* **Directive A**: Duplicate the stretch from "## Philipintexas (Feb 21, 2015)" through "DIY Rings too." in the thread on piston rings, word for word.

##### Selected extract #####

# Piston Rings



## Gordon (Feb 19, 2015)

In the past there was a company which sold piston rings for small engines. I believe that the company is no longer around. Is there another company where it is possible to purchase piston rings?


----------



## putputman (Feb 19, 2015)

I have always used Dave Reed at Otto Gas Engines. (410) 398-7340
He is reasonably priced and good quality.


----------



## Gordon (Feb 19, 2015)

That is who I was trying to remember but it appears that they are not longer in business. None of the links seem to work.


----------



## Piston_Broke (Feb 19, 2015)

http://www.deboltmachine.com/ 

I see these guys at NAMES every year. High quality stuff at a good price.


----------



## Philipintexas (Feb 21, 2015)

Piston rings are fairly simple to make and fine-grain cast iron stock is readily available. I've made rings for all my engines. Hate to admit it but I have to because I can't hold tight enough tolerances to use stock sizes...


----------



## gus (Feb 21, 2015)

Hi Gordon,
Used to buy from them but they won't ship overseas. Had to bother my good friend to post to me. Been making my very own DIY C.I.Piston Rings for my last two engines with good results. 
The Howell V-2 will also run with DIY Rings too.
Making your own DIY Rings is not very difficult and not a black art. I can count a dozen of HMEM Members cut their own rings and cutting DIY Timing Gears too. Please post piston ring drawings and we will help. The heat treatment is no big deal and easliy done with a Propane Gas Torch. The Nemett-Lynx Engine ran with DIY Rings. The Howell V-2 require  3 rings.


----------



## Philipintexas (Feb 22, 2015)

GUS:  To what heat treatment are you referring? I've made many and never heat treated them?? Always ready to learn.


----------



## stevehuckss396 (Feb 22, 2015)

Philipintexas said:


> GUS:  To what heat treatment are you referring? I've made many and never heat treated them?? Always ready to learn.




One way of making rings is to bore, turn, and part off to size. Then the ring is cracked apart and put on a fixture to hold them open. Then they are heated to stress relieve them. When taken out of the fixture they stay open and need to be forced closed.


----------



## Swifty (Feb 22, 2015)

stevehuckss396 said:


> One way of making rings is to bore, turn, and part off to size. Then the ring is cracked apart and put on a fixture to hold them open. Then they are heated to stress relieve them. When taken out of the fixture they stay open and need to be forced closed.



And therefor holding them tight against the bore.

Paul.


----------



## dsage (Feb 22, 2015)

Oops. Removed


----------



## Philipintexas (Feb 22, 2015)

#####

* **Directive B**: Set down the stretch of the entries below from the line that contains "point: white building" through the end of the entries, with no changes.

##### Supplied data #####

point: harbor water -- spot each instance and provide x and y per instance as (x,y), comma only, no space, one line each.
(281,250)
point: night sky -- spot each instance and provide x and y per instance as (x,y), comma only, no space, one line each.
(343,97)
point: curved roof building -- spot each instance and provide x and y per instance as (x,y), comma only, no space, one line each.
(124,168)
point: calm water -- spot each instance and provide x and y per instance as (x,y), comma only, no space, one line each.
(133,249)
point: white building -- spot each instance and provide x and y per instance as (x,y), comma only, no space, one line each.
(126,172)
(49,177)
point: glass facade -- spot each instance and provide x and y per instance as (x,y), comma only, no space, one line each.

#####

* **Exercise result A**:
## Philipintexas (Feb 21, 2015)

Piston rings are fairly simple to make and fine-grain cast iron stock is readily available. I've made rings for all my engines. Hate to admit it but I have to because I can't hold tight enough tolerances to use stock sizes...


----------



## gus (Feb 21, 2015)

Hi Gordon,
Used to buy from them but they won't ship overseas. Had to bother my good friend to post to me. Been making my very own DIY C.I.Piston Rings for my last two engines with good results. 
The Howell V-2 will also run with DIY Rings too.

* **Exercise result B**:
point: white building -- spot each instance and provide x and y per instance as (x,y), comma only, no space, one line each.
(126,172)
(49,177)
point: glass facade -- spot each instance and provide x and y per instance as (x,y), comma only, no space, one line each.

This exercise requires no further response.